_GIVEN INSTRUCTION_. From the entries below, copy verbatim the lines starting at the one containing "In this picture, where can the leafy" and ending at the one containing "point(562, 418)", with both end lines included.

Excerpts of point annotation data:
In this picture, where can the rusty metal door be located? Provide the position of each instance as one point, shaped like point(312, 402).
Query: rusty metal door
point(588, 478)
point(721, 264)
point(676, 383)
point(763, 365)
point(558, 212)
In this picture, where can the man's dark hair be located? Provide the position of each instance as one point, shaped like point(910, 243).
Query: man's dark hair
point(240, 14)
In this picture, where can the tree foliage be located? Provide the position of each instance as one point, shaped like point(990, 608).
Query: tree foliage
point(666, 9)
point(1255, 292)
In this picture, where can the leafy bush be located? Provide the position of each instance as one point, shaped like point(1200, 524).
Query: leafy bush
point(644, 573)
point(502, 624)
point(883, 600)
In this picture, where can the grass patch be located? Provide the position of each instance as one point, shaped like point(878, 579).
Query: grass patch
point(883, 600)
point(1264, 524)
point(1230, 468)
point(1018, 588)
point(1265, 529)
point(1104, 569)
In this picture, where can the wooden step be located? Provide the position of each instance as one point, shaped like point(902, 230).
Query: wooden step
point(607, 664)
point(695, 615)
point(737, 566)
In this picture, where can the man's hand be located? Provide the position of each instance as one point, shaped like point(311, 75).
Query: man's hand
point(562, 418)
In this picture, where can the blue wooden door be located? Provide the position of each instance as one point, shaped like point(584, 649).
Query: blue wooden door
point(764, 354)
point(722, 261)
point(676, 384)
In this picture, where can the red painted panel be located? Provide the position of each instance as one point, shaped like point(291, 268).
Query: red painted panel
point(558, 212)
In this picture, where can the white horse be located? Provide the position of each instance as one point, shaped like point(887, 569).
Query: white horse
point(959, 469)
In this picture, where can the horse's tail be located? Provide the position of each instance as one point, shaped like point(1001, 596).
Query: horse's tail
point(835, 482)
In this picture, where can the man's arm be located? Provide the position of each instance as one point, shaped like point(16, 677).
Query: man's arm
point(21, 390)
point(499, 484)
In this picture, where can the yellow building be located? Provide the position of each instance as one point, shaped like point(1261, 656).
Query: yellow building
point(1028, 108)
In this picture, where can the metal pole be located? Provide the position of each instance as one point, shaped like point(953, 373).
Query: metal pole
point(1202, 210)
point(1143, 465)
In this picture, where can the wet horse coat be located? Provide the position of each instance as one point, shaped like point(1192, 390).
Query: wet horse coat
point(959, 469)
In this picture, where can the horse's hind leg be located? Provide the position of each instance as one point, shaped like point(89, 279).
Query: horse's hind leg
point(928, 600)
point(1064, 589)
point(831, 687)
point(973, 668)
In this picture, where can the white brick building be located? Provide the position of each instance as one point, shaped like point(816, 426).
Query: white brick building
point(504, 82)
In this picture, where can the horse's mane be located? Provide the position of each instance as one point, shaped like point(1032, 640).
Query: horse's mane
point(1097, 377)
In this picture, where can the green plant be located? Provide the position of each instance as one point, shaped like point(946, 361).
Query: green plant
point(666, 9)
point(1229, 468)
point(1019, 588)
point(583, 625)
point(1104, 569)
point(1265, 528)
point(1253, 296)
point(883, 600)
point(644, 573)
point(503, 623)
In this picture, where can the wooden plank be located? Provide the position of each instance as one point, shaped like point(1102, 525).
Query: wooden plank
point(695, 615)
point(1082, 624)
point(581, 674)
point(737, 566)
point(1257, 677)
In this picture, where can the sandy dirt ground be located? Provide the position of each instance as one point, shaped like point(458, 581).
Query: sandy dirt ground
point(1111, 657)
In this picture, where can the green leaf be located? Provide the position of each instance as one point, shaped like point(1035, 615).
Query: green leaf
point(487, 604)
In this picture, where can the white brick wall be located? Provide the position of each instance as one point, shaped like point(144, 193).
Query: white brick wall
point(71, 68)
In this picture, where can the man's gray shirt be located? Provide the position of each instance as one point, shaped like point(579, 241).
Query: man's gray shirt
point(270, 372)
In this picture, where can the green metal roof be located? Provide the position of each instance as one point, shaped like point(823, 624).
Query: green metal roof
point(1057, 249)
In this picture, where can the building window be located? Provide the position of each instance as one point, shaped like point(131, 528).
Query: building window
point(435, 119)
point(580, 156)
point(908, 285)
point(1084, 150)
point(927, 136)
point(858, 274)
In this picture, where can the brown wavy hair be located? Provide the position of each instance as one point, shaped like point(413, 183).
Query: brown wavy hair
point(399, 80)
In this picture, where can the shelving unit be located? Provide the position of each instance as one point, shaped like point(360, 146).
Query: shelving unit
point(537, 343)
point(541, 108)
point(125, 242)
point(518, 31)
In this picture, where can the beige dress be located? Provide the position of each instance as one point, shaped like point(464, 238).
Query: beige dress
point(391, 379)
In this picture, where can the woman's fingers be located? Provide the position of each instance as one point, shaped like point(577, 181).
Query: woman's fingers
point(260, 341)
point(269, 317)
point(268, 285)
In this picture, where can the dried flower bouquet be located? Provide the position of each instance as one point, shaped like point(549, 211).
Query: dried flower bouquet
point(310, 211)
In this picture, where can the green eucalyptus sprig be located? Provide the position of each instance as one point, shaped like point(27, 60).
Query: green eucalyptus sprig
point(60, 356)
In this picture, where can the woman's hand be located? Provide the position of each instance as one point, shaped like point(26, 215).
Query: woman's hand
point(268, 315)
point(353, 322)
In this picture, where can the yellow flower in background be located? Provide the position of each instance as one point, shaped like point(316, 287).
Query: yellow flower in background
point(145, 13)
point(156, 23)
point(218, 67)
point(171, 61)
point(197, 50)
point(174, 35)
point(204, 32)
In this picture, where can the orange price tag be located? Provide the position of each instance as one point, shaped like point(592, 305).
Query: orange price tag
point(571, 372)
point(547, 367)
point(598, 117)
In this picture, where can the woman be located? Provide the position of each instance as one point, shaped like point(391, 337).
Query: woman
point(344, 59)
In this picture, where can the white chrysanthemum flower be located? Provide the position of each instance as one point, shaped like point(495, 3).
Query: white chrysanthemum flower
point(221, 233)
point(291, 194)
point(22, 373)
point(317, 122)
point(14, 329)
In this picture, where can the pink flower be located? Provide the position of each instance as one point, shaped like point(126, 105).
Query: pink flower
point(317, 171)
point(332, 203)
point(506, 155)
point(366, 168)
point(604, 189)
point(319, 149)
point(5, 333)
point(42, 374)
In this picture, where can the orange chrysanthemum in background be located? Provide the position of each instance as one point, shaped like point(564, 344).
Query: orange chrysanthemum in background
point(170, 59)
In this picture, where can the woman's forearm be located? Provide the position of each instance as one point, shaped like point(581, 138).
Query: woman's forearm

_TASK OUTPUT_.
In this picture, where can the leafy bush be located? Provide the position of each instance as one point, shaped like point(1200, 524).
Query: leafy bush
point(644, 573)
point(502, 624)
point(883, 600)
In this picture, where can the grass patch be located? Provide the position of each instance as one point, shaped like point(878, 579).
Query: grass patch
point(883, 600)
point(1264, 524)
point(1230, 468)
point(1018, 588)
point(1265, 529)
point(1104, 569)
In this picture, where can the wooden step be located? Provide the position of each instance as one point, shaped like point(902, 230).
Query: wooden step
point(607, 664)
point(695, 615)
point(737, 566)
In this picture, where can the man's hand be located? Provide the position of each instance as one point, shaped like point(311, 75).
Query: man's hand
point(562, 418)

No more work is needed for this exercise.